(Coordinate labeling data)
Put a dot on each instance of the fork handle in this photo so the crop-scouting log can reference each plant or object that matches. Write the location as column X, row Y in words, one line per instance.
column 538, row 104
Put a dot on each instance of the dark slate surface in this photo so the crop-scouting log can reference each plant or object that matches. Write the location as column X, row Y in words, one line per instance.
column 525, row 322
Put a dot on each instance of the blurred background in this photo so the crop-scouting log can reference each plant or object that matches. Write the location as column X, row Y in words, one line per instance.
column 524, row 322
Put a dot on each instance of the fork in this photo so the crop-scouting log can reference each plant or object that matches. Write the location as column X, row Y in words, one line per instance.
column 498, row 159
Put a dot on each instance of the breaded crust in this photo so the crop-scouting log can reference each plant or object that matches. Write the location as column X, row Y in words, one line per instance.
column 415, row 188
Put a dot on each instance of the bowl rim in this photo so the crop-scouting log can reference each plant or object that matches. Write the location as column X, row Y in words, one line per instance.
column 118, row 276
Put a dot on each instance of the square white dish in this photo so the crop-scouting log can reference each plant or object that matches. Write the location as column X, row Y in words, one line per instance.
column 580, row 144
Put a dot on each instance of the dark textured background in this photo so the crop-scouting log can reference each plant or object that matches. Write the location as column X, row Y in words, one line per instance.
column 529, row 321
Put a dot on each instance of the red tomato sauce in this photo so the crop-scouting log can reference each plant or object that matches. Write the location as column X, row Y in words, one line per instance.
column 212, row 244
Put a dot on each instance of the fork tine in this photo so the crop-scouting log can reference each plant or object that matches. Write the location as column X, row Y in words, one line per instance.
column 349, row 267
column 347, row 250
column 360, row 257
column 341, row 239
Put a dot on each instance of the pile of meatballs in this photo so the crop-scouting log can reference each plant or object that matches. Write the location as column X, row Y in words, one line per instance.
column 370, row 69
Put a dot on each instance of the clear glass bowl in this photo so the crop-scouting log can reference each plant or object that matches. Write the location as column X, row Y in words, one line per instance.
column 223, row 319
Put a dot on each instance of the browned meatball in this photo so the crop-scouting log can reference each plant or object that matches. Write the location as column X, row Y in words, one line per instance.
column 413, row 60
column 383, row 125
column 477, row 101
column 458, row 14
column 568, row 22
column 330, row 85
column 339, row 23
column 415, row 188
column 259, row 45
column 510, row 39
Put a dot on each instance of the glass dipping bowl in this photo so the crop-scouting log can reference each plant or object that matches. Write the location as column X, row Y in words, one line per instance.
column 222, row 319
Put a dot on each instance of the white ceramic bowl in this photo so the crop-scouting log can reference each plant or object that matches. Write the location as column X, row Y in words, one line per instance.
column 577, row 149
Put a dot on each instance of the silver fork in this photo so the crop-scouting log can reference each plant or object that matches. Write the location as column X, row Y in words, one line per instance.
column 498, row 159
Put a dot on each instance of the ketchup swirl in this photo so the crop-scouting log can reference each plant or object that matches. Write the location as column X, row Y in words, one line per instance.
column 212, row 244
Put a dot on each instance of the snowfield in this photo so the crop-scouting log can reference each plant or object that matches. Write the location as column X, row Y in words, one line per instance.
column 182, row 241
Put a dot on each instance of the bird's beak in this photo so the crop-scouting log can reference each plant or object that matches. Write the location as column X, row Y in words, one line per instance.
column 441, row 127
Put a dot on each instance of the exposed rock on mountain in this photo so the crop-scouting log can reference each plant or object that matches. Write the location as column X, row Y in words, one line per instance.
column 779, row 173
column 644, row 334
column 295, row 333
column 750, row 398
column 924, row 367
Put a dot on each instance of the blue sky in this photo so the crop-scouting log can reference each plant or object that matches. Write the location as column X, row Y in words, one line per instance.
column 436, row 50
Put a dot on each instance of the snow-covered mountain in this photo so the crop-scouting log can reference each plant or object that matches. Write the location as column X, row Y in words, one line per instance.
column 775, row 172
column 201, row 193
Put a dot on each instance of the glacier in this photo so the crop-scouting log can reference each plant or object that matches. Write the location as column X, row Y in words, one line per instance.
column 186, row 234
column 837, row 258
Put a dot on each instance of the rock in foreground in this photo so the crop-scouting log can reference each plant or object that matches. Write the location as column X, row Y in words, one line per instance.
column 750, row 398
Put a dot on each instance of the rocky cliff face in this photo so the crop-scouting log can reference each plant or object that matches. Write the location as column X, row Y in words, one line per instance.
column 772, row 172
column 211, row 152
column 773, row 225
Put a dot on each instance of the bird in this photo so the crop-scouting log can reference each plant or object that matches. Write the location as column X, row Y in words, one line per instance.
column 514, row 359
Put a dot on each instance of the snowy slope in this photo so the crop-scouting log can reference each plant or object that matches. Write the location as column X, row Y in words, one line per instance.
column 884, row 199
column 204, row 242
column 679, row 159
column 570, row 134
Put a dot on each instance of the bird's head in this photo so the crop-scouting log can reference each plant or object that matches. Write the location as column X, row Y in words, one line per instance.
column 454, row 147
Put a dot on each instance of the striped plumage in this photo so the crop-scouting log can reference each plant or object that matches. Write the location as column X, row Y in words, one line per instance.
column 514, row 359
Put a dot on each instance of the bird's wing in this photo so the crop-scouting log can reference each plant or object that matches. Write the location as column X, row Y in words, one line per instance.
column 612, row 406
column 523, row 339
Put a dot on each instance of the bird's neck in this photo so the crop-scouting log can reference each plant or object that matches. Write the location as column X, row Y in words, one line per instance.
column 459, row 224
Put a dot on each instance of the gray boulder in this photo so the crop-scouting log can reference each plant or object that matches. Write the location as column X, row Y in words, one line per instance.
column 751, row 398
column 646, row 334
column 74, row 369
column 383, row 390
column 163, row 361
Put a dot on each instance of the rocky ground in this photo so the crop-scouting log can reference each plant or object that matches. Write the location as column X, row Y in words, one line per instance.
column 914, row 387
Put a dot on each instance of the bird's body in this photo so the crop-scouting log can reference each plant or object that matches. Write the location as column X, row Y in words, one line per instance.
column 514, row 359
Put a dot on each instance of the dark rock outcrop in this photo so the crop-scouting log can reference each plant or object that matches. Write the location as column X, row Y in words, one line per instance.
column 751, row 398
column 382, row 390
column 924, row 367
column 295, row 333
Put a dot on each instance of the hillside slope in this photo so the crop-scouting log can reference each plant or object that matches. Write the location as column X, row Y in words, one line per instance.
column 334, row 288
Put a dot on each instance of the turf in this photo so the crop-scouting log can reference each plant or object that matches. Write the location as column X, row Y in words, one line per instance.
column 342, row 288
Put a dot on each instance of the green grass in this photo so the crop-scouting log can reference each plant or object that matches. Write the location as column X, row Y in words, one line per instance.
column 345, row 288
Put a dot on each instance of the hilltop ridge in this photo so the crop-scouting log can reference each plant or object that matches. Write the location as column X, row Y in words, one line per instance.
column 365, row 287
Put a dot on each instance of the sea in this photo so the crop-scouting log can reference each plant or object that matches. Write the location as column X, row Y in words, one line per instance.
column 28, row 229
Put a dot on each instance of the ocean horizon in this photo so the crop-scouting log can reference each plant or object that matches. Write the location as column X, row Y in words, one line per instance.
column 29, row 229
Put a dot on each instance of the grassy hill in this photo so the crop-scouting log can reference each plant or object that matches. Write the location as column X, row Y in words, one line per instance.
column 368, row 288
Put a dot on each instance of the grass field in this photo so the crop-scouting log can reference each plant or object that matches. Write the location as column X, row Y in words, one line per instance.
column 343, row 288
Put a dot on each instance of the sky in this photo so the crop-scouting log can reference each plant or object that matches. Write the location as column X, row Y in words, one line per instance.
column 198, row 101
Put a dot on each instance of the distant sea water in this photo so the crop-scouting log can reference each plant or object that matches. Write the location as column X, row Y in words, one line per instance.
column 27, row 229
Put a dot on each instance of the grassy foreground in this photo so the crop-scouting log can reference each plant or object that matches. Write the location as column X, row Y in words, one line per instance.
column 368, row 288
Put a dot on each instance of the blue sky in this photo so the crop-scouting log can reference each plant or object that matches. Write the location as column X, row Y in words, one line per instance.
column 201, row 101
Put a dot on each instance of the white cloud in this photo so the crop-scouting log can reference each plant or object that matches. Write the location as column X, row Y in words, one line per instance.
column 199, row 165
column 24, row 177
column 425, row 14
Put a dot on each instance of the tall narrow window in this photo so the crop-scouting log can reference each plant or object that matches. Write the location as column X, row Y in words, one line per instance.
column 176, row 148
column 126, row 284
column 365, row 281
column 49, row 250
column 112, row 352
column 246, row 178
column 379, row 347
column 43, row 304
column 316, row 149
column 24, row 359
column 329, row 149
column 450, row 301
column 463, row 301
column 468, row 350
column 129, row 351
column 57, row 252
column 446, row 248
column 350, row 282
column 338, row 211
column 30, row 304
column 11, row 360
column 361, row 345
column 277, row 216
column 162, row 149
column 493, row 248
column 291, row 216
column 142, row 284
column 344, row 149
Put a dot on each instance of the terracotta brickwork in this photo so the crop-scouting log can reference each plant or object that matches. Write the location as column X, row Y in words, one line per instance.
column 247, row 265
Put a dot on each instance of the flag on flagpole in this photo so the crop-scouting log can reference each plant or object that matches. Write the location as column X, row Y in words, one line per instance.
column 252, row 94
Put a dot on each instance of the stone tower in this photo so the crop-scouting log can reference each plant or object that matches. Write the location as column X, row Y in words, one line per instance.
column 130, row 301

■ **YOUR OBJECTIVE**:
Render everything from the line containing "Put a dot on each instance of the stone" down through the end of the records as a Markdown table with the columns Row and Line, giving each line its row number and skipping blank lines.

■ **ANSWER TO THE EXERCISE**:
| Row | Line |
|---|---|
| 1 | Put a dot on each instance of the stone tower in this photo so the crop-scouting log can reference each plant or object that matches. Write the location as column X, row Y in words, one line per instance. |
| 2 | column 130, row 301 |